Supplied material Start Marker
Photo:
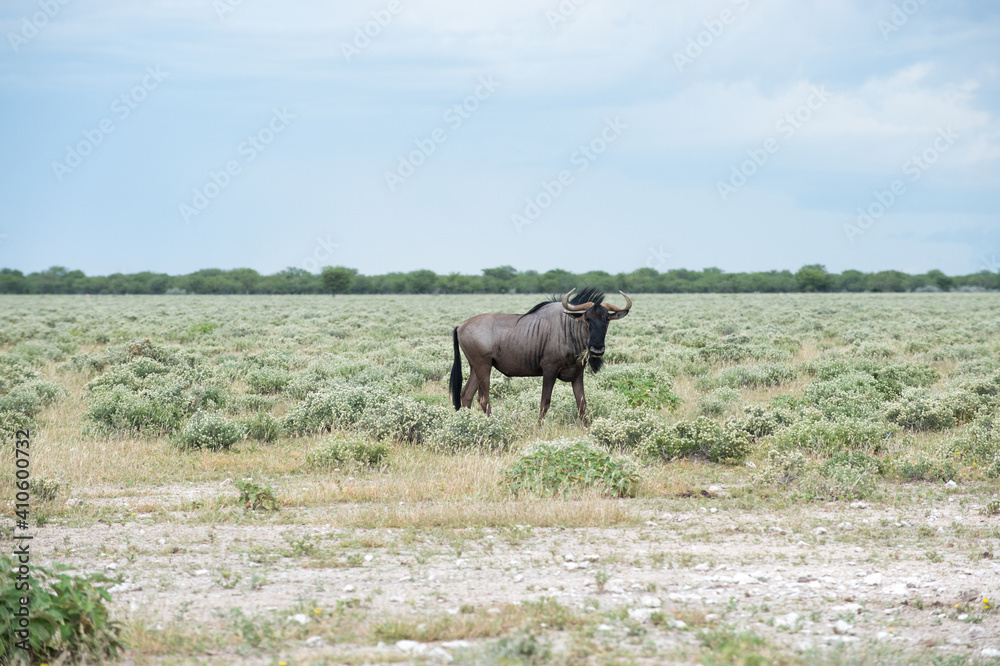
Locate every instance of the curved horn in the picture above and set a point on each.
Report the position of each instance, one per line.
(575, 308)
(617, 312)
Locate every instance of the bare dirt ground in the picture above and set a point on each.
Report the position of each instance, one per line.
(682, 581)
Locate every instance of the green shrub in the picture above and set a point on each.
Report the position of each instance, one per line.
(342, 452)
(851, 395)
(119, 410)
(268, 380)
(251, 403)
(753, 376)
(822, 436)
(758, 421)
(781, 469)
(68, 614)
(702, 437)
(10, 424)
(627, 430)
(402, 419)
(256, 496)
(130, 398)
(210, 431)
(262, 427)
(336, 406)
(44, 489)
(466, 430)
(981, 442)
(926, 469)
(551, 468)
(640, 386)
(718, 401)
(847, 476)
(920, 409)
Supplied material End Marker
Supplied material Start Marker
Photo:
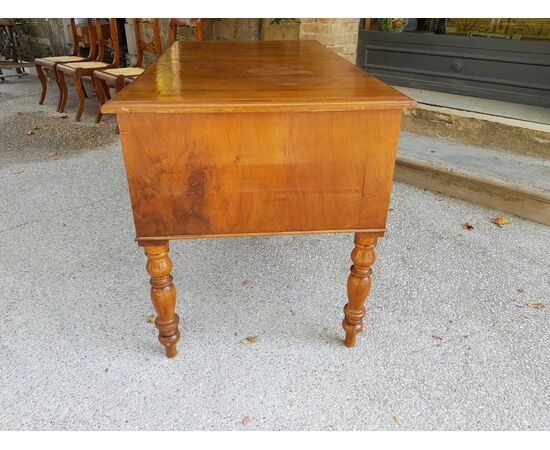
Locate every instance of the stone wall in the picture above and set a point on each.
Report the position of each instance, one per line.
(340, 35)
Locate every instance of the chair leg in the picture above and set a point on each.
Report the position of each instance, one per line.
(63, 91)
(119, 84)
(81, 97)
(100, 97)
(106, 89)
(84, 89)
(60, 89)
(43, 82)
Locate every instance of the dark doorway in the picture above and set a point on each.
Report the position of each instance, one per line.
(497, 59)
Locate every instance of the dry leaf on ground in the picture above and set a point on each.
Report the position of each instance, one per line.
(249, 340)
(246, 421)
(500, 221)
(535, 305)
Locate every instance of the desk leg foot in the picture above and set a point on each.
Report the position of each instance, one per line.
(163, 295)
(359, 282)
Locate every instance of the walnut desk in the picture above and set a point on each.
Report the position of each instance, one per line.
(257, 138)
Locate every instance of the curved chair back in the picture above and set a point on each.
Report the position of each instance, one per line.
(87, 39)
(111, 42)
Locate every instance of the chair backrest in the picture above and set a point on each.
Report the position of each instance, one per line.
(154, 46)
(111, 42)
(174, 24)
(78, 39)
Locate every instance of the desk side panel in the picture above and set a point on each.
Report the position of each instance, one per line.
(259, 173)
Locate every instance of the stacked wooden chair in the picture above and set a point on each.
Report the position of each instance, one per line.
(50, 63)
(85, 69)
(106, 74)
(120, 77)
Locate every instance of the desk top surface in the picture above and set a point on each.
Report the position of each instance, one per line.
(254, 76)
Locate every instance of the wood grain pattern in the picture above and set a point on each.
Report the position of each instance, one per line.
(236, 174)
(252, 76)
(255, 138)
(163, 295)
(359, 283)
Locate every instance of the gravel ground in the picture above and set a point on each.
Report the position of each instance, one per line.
Supplied material End Marker
*What to do*: Copy out the lines above that hold the string "chair".

*Output below*:
Locate every instance of the chair leg in the picture above and set a point on each.
Locate every instance of the curved chair back in the picture above and set a point on each.
Locate every instance of the chair backrest in the picture above and set a point on each.
Locate every instance of the stacked wooden chair in the picture above and set a point on each.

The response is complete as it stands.